KUTIPAN PILIHAN:

Di dalam kesempatan itu, Sambo juga meminta maaf kepada semua terdakwa yang terjerat dalam kasus tersebut, termasuk dalam kasus perintangan penyidikan pembunuhan Nofriansyah. Sambo pun meminta maaf kepada Kepala Kepolisian Negara RI, institusi Polri, istri dan anaknya, juga kepada Presiden dan masyarakat Indonesia.
Selain itu, Sambo meminta kepada majelis hakim dan jaksa penuntut umum untuk menilai dengan bijak dan obyektif terhadap kesalahan yang telah diperbuat. Sambo pun menegaskan bahwa ia mengaku bersalah akibat emosi yang kemudian menutup logikanya.
Atas pernyataan Sambo, ketua majelis hakim Wahyu Imam Santoso akan mencatatnya. ”Baik kami akan catat penyesalan saudara dan pengakuan saudara merasa bersalah tadi,” kata Wahyu Iman Santoso.
Di dalam permintaan maaf yang salah satunya ditujukan kepada Richard, Sambo memberikan pernyataan bahwa perintah ”hajar” kepada Nofriansyah di rumah dinas Duren Tiga ternyata diwujudkan dengan penembakan kepada Nofriansyah. Meski begitu, Sambo menyatakan akan bertanggung jawab.
Terkait dengan perintah ”hajar” tersebut, ketua majelis hakim mengungkapkan bahwa dalam keterangan Richard, perintah yang disampaikan Sambo adalah ”tembak”, bukan ”hajar”. Terkait hal itu, Sambo tetap memastikan bahwa ia memberikan perintah ”hajar”.
Ketika ketua majelis hakim menghubungkan perintah tersebut dengan keterangan Sambo saat memanggil Richard di rumah pribadi Sambo di Jalan Saguling, Sambo mengatakan, dirinya tidak sempat memikirkan perintah yang akan disampaikan saat itu. Saat itu, Sambo meminta Richard untuk melakukan ”back-up” dan tembak jika Nofriansyah melawan.
Di dalam sidang, ketua majelis hakim melakukan konfirmasi terhadap keterangan Sambo yang berbeda dengan keterangan saksi atau terdakwa lain. Salah satunya adalah keterangan Sambo yang sempat mengatakan ”stop” sesaat setelah Richard menembak Nofriansyah beberapa kali, sementara para saksi yang ada di ruangan saat itu tidak ada yang memberikan keterangan tentang adanya kalimat atau perintah ”stop” dari Sambo, termasuk keterangan dari Ricky Rizal.

TUGAS YANG DIBERIKAN: Salin ulang bagian kutipan tentang sidang Sambo yang dimulai dengan "Di dalam permintaan" dan berlanjut sampai "akan bertanggung jawab.", lalu ubah kata "penembakan" menjadi "serangan".

INFORMASI YANG DISEDIAKAN:
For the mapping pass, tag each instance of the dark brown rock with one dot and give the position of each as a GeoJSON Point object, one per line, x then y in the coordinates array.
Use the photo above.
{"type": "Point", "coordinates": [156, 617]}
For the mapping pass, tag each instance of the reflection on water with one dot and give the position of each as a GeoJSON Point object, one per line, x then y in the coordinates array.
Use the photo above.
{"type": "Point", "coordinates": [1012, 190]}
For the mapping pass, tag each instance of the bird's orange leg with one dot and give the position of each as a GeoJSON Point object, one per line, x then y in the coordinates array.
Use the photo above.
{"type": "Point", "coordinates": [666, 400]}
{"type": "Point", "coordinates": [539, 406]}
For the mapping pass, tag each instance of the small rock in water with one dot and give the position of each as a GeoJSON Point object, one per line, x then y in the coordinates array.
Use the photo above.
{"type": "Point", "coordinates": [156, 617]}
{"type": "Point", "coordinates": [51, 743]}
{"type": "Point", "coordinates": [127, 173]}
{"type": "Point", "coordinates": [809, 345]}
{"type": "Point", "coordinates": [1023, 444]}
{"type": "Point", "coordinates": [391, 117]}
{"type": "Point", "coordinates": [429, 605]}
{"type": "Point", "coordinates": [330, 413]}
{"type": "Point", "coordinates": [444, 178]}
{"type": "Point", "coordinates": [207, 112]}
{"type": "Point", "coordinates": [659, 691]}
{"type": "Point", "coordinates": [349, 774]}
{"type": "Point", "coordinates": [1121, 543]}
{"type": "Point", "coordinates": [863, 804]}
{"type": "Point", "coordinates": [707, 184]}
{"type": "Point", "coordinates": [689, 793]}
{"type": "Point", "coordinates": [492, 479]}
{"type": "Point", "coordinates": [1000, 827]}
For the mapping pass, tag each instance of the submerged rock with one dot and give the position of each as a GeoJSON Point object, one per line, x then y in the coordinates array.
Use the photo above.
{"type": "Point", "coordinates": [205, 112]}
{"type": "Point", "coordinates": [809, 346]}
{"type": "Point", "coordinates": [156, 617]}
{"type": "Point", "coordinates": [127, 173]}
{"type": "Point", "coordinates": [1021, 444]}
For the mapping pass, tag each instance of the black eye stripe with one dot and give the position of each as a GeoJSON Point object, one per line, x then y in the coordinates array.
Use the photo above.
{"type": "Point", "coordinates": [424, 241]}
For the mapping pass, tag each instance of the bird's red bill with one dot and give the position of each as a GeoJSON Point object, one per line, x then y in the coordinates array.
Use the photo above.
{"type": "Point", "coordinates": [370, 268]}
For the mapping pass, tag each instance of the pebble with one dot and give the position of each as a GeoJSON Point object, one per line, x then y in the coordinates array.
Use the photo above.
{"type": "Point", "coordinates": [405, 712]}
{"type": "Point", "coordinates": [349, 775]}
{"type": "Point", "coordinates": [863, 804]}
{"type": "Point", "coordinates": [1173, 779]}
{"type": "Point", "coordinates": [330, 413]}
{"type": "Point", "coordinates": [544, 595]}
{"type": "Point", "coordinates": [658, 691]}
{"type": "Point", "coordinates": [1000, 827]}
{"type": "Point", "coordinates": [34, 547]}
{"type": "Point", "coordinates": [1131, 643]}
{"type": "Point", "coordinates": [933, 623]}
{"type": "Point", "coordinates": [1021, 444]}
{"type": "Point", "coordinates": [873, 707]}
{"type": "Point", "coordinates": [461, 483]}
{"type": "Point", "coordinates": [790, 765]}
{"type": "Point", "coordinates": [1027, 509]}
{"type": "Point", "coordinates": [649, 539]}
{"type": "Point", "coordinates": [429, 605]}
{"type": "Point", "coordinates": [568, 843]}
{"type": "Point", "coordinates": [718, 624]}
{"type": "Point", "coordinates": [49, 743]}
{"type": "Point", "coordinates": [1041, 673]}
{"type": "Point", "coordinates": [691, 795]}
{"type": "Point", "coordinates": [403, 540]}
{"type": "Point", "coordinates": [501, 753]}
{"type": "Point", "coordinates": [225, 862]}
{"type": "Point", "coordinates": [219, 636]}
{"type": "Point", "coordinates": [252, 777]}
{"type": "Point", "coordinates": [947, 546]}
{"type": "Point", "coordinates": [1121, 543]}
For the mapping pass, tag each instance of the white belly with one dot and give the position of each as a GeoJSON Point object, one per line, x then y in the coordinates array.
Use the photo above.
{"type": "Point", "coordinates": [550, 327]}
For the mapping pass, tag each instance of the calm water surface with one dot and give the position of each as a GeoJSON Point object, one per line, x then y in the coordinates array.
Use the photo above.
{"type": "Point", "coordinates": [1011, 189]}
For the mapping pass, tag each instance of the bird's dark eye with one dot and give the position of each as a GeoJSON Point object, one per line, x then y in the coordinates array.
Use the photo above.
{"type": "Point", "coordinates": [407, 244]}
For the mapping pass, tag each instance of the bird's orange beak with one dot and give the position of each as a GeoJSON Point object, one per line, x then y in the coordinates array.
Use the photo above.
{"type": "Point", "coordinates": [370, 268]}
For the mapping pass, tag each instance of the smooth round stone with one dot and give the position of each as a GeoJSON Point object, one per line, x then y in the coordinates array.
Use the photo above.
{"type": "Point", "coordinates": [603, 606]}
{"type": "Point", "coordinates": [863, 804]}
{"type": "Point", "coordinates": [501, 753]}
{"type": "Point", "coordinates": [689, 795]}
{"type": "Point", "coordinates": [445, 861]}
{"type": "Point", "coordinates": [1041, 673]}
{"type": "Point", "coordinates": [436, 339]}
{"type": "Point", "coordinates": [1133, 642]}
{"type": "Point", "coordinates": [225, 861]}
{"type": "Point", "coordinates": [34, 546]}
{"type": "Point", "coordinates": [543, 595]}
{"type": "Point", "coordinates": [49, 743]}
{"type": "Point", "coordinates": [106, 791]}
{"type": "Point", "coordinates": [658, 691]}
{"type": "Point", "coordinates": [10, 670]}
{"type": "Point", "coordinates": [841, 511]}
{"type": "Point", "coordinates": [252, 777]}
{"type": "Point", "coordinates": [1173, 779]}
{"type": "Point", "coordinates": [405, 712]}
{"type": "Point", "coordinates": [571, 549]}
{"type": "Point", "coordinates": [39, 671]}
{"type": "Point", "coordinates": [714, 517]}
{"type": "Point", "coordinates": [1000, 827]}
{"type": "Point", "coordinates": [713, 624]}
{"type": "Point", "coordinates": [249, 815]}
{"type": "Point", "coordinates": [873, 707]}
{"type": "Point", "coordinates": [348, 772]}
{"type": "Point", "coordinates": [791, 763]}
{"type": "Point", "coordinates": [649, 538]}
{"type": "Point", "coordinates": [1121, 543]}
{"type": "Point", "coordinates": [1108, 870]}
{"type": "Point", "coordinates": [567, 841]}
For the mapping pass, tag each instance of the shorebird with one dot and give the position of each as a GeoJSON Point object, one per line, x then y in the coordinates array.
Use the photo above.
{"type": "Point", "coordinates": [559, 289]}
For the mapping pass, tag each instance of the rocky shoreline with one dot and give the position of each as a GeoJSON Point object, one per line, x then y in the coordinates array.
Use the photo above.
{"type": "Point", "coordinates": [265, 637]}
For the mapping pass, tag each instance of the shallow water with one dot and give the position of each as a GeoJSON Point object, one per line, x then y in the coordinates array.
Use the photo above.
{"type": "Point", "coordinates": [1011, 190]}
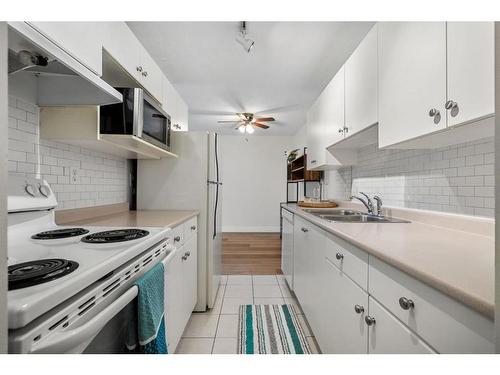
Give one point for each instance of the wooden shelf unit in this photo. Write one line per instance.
(297, 173)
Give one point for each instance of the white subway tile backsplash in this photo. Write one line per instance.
(458, 178)
(103, 178)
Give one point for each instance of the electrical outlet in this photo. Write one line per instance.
(74, 175)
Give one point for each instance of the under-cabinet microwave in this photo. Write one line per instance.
(137, 115)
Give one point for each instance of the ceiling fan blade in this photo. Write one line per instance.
(264, 119)
(259, 125)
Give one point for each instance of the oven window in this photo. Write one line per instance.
(155, 124)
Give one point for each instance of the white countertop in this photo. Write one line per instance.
(457, 262)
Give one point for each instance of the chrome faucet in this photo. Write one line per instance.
(367, 203)
(379, 205)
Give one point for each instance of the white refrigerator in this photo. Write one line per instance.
(190, 182)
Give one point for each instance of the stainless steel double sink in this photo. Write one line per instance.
(351, 216)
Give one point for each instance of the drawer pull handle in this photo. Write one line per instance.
(370, 321)
(359, 309)
(406, 304)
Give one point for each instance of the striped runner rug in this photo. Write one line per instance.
(270, 329)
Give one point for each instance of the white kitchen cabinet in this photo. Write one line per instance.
(412, 79)
(387, 335)
(287, 246)
(345, 304)
(175, 106)
(325, 123)
(471, 71)
(181, 283)
(361, 86)
(308, 250)
(82, 40)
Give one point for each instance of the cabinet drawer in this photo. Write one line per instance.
(348, 258)
(460, 329)
(190, 228)
(178, 235)
(389, 336)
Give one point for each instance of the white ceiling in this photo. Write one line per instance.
(285, 72)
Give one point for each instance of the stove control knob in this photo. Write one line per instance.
(44, 190)
(30, 190)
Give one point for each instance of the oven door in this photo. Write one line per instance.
(155, 127)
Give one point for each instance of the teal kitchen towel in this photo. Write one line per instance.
(146, 328)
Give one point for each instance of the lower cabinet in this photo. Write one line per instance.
(181, 288)
(345, 306)
(356, 303)
(386, 334)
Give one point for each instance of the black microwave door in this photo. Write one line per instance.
(155, 125)
(118, 118)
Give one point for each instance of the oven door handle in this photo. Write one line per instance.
(77, 339)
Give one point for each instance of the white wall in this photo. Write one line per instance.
(253, 174)
(3, 190)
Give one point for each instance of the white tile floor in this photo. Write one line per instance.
(216, 331)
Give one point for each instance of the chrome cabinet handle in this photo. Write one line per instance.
(406, 304)
(369, 320)
(433, 112)
(450, 104)
(359, 309)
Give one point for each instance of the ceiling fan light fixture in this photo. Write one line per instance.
(242, 39)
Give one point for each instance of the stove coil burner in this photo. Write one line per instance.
(118, 235)
(59, 233)
(36, 272)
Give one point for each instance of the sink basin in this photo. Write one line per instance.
(332, 211)
(351, 216)
(362, 218)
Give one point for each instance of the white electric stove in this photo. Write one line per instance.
(54, 271)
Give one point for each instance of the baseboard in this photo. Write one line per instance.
(245, 229)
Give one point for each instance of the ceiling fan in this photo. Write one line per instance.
(247, 122)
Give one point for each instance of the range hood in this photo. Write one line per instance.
(62, 80)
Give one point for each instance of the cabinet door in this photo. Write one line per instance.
(412, 79)
(389, 336)
(287, 249)
(151, 76)
(82, 40)
(190, 275)
(343, 329)
(471, 71)
(175, 319)
(121, 43)
(307, 267)
(361, 85)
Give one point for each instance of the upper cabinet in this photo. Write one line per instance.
(412, 79)
(471, 71)
(434, 76)
(325, 123)
(82, 40)
(361, 86)
(175, 106)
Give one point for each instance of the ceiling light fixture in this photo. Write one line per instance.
(242, 39)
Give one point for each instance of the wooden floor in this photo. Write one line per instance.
(251, 254)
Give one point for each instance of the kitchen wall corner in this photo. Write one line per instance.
(3, 187)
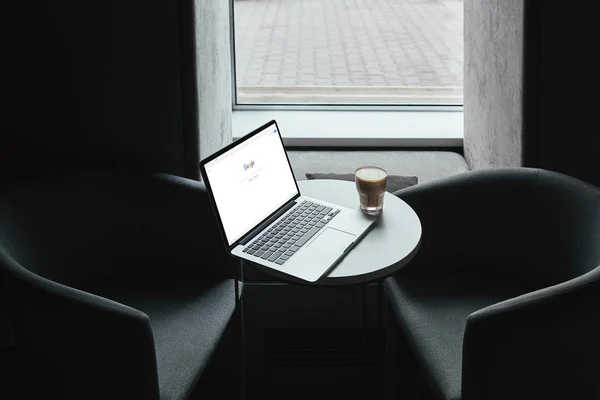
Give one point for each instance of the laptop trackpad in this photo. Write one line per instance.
(331, 243)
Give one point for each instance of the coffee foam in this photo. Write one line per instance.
(371, 174)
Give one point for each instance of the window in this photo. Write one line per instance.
(372, 56)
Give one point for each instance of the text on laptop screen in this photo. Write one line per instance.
(250, 181)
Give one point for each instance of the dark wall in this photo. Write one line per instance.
(90, 82)
(569, 138)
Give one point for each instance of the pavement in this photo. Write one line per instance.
(349, 51)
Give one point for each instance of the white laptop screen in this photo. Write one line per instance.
(250, 181)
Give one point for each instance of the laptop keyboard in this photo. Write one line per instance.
(284, 239)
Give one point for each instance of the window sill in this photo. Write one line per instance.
(360, 128)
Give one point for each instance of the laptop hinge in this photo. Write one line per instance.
(268, 222)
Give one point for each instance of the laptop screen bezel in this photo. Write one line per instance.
(224, 150)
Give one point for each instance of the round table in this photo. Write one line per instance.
(390, 244)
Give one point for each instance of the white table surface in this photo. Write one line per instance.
(390, 244)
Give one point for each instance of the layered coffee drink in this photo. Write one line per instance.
(371, 184)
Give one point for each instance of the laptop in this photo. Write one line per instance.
(265, 219)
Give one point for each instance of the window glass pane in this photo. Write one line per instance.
(399, 52)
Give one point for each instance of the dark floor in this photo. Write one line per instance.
(317, 344)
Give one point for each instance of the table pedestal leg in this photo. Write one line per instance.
(239, 311)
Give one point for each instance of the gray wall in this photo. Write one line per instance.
(529, 73)
(493, 75)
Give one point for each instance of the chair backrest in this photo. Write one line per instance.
(58, 227)
(544, 344)
(566, 219)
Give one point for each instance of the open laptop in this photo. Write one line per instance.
(265, 219)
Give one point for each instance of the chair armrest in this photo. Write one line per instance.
(543, 344)
(168, 222)
(77, 343)
(473, 216)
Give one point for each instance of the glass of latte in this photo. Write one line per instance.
(371, 183)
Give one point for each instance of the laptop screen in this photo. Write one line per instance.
(250, 181)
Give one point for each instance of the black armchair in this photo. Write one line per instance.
(113, 285)
(502, 301)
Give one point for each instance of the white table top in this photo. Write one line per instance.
(389, 245)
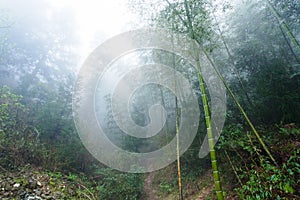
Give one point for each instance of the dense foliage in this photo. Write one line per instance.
(255, 55)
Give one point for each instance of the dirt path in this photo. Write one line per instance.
(147, 187)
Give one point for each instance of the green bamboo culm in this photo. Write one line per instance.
(210, 136)
(240, 108)
(178, 152)
(283, 25)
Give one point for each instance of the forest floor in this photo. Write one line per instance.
(149, 191)
(33, 183)
(200, 190)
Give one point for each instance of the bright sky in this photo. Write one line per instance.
(97, 19)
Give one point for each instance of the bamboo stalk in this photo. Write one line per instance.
(178, 153)
(233, 168)
(210, 136)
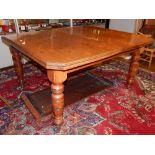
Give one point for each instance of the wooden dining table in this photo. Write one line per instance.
(65, 50)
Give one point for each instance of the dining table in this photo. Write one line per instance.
(65, 50)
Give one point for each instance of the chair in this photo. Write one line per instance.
(147, 54)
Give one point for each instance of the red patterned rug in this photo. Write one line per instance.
(115, 110)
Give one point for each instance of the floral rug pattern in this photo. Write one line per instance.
(115, 110)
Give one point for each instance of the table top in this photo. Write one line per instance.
(67, 48)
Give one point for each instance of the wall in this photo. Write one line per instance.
(126, 25)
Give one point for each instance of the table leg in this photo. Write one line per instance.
(133, 67)
(17, 64)
(57, 78)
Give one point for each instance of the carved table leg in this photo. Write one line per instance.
(133, 67)
(57, 78)
(17, 64)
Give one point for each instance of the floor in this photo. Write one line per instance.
(142, 64)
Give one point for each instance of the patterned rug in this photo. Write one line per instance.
(115, 110)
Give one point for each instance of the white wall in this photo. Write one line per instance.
(126, 25)
(5, 56)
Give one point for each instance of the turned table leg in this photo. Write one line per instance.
(17, 64)
(133, 67)
(57, 78)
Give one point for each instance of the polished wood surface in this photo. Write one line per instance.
(67, 48)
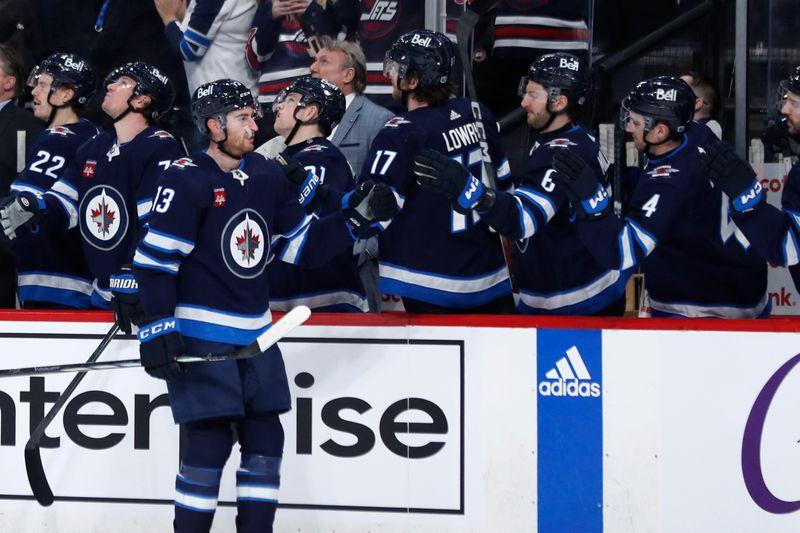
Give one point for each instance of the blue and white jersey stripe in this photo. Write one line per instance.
(166, 243)
(221, 326)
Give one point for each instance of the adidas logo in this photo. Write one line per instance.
(570, 377)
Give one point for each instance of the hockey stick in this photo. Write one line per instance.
(33, 458)
(466, 25)
(464, 28)
(279, 329)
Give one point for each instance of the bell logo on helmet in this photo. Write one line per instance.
(77, 65)
(422, 41)
(670, 95)
(157, 74)
(571, 64)
(202, 92)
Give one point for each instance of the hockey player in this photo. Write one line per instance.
(695, 264)
(305, 114)
(774, 233)
(51, 269)
(436, 258)
(107, 190)
(218, 218)
(554, 272)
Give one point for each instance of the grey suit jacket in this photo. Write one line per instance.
(360, 124)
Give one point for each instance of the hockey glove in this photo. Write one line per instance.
(160, 344)
(588, 197)
(466, 192)
(366, 205)
(125, 299)
(26, 207)
(733, 176)
(307, 185)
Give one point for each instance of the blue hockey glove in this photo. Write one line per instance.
(368, 204)
(466, 192)
(588, 197)
(125, 299)
(733, 176)
(160, 344)
(307, 185)
(24, 208)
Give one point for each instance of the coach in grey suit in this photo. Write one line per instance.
(343, 64)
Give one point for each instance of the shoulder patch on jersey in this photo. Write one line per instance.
(183, 162)
(88, 168)
(314, 148)
(396, 122)
(161, 134)
(60, 130)
(662, 171)
(560, 143)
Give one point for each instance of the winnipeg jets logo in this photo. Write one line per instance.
(560, 143)
(161, 134)
(396, 122)
(60, 130)
(103, 219)
(382, 10)
(245, 244)
(663, 171)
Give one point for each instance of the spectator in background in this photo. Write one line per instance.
(283, 41)
(343, 64)
(211, 37)
(705, 107)
(111, 33)
(18, 129)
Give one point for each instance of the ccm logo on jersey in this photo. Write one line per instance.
(88, 169)
(670, 95)
(396, 122)
(663, 171)
(159, 328)
(569, 63)
(560, 143)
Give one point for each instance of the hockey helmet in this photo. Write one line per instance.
(70, 70)
(150, 81)
(318, 91)
(428, 53)
(661, 99)
(559, 72)
(218, 98)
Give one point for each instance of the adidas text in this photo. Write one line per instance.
(573, 387)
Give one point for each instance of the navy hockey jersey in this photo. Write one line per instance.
(106, 192)
(382, 22)
(336, 286)
(279, 48)
(775, 233)
(554, 272)
(210, 236)
(430, 252)
(50, 265)
(695, 262)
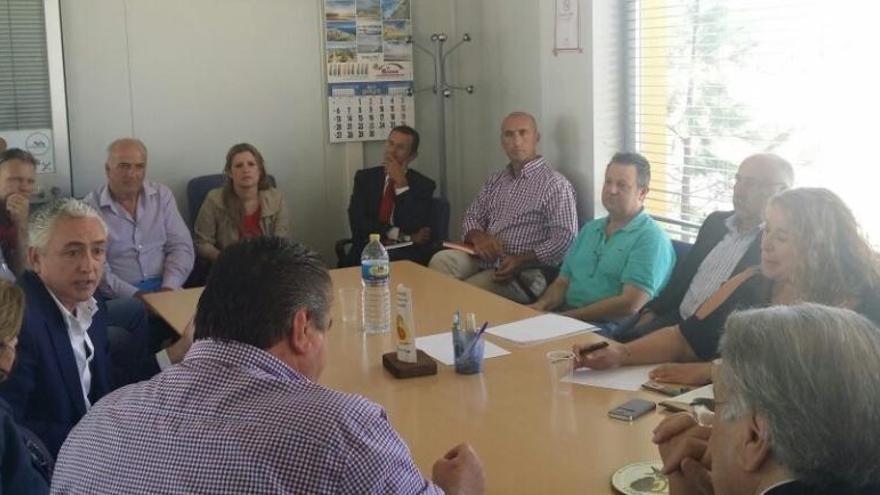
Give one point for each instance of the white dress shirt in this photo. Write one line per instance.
(78, 324)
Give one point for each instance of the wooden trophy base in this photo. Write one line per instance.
(423, 366)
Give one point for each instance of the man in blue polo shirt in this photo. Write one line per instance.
(619, 262)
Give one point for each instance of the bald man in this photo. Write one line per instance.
(149, 246)
(728, 243)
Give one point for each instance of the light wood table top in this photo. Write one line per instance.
(530, 440)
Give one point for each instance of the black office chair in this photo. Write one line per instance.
(439, 223)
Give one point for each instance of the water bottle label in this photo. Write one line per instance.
(375, 272)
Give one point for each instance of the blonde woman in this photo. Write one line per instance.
(812, 251)
(246, 206)
(24, 470)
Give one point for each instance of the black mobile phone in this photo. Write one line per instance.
(631, 410)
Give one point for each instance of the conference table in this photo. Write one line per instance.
(530, 439)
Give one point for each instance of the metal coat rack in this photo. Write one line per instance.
(443, 90)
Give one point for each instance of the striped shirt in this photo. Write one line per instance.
(717, 266)
(532, 211)
(234, 419)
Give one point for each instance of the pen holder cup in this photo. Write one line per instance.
(468, 352)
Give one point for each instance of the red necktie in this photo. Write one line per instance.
(387, 204)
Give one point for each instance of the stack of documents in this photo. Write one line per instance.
(539, 328)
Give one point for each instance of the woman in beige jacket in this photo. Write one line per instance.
(246, 206)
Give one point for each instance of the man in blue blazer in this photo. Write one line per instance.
(64, 362)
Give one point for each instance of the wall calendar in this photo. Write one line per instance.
(369, 68)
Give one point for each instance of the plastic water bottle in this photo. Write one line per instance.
(375, 272)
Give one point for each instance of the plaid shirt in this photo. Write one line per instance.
(234, 419)
(534, 211)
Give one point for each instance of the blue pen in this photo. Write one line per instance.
(476, 338)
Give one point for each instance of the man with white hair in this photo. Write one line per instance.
(64, 362)
(795, 409)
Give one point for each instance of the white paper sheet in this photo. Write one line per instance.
(544, 327)
(625, 378)
(439, 347)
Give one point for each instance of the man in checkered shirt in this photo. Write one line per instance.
(243, 413)
(525, 212)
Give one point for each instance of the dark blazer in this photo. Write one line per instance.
(711, 233)
(412, 209)
(19, 475)
(44, 388)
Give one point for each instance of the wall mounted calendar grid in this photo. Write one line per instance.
(369, 68)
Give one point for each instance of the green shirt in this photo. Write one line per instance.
(639, 254)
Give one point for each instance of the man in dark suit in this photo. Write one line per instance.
(728, 243)
(394, 201)
(64, 362)
(794, 409)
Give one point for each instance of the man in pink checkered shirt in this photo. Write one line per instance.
(525, 212)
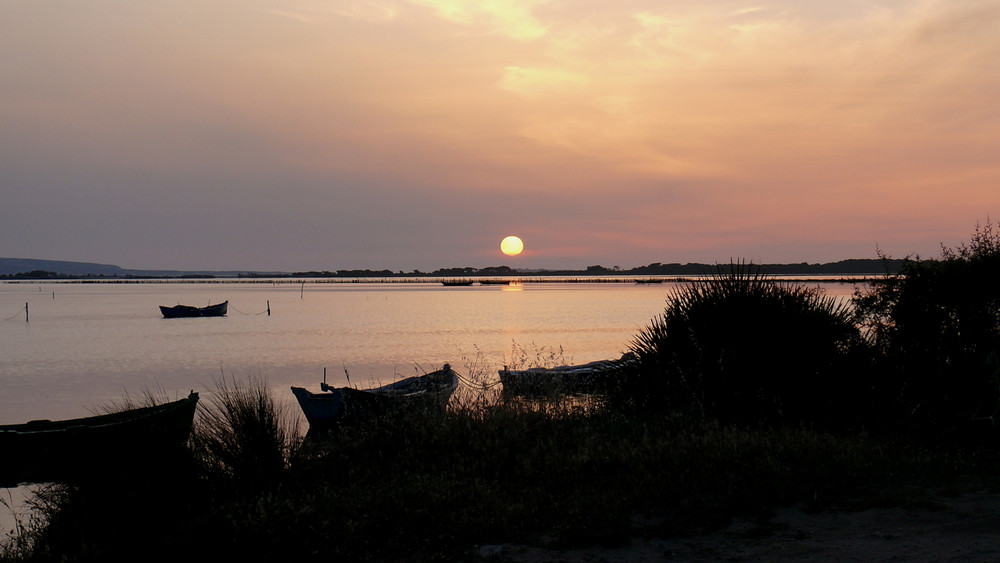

JAWABAN:
Di dalam permintaan maaf yang salah satunya ditujukan kepada Richard, Sambo memberikan pernyataan bahwa perintah ”hajar” kepada Nofriansyah di rumah dinas Duren Tiga ternyata diwujudkan dengan serangan kepada Nofriansyah. Meski begitu, Sambo menyatakan akan bertanggung jawab.